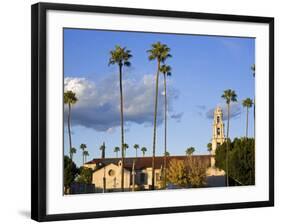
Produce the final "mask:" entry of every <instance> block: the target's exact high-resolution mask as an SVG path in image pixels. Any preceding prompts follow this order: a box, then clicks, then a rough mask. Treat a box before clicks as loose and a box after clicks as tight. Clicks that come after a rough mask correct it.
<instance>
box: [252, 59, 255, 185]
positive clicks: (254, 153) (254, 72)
mask: <svg viewBox="0 0 281 224" xmlns="http://www.w3.org/2000/svg"><path fill="white" fill-rule="evenodd" d="M251 70H252V72H253V77H254V78H255V77H256V65H255V64H253V65H252V66H251ZM254 137H256V97H255V96H254ZM254 149H255V148H253V150H254ZM254 158H255V153H253V156H252V161H251V162H252V167H254V166H255V164H254ZM251 183H253V181H252V175H251Z"/></svg>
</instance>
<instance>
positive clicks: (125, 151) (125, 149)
mask: <svg viewBox="0 0 281 224" xmlns="http://www.w3.org/2000/svg"><path fill="white" fill-rule="evenodd" d="M128 148H129V145H128V144H127V143H124V145H123V151H124V157H126V152H127V149H128Z"/></svg>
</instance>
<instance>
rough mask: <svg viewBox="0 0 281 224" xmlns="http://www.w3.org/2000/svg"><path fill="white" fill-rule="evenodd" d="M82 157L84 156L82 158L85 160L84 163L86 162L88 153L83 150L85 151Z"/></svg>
mask: <svg viewBox="0 0 281 224" xmlns="http://www.w3.org/2000/svg"><path fill="white" fill-rule="evenodd" d="M83 156H84V158H85V159H84V160H85V163H86V161H87V156H89V152H88V151H86V150H85V151H84V152H83Z"/></svg>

▸ The problem
Please swap every "positive clicks" in the lines above for "foreground clicks" and write all the lines out again with nothing else changed. Leave the pictures out of your answer.

▸ Reply
Produce the final "mask:" entry of every <instance> block: the target's exact high-resolution mask as an SVG path in image pixels. Any preceding prompts follow this order: a box, then clicks, then a rough mask. Treat a box before clicks as loose and a box after clicks as tight. Clicks that come after a rough mask correct it.
<instance>
box: [252, 59, 255, 185]
foreground clicks: (254, 153) (254, 72)
mask: <svg viewBox="0 0 281 224" xmlns="http://www.w3.org/2000/svg"><path fill="white" fill-rule="evenodd" d="M251 70H252V72H253V77H254V78H255V77H256V65H255V64H253V65H252V66H251ZM254 137H256V97H255V96H254ZM254 149H255V148H253V150H254ZM254 158H255V153H253V156H252V161H251V162H252V167H254V166H255V164H254ZM251 183H253V181H252V175H251Z"/></svg>
</instance>
<instance>
foreground clicks: (125, 151) (125, 149)
mask: <svg viewBox="0 0 281 224" xmlns="http://www.w3.org/2000/svg"><path fill="white" fill-rule="evenodd" d="M128 148H129V145H128V144H127V143H124V145H123V151H124V157H126V152H127V149H128Z"/></svg>
</instance>
<instance>
rough mask: <svg viewBox="0 0 281 224" xmlns="http://www.w3.org/2000/svg"><path fill="white" fill-rule="evenodd" d="M82 157L84 156L82 158L85 160L84 163L86 162L88 153L83 150L85 151Z"/></svg>
mask: <svg viewBox="0 0 281 224" xmlns="http://www.w3.org/2000/svg"><path fill="white" fill-rule="evenodd" d="M83 156H84V158H85V159H84V160H85V163H86V161H87V156H89V152H88V151H86V150H85V151H84V152H83Z"/></svg>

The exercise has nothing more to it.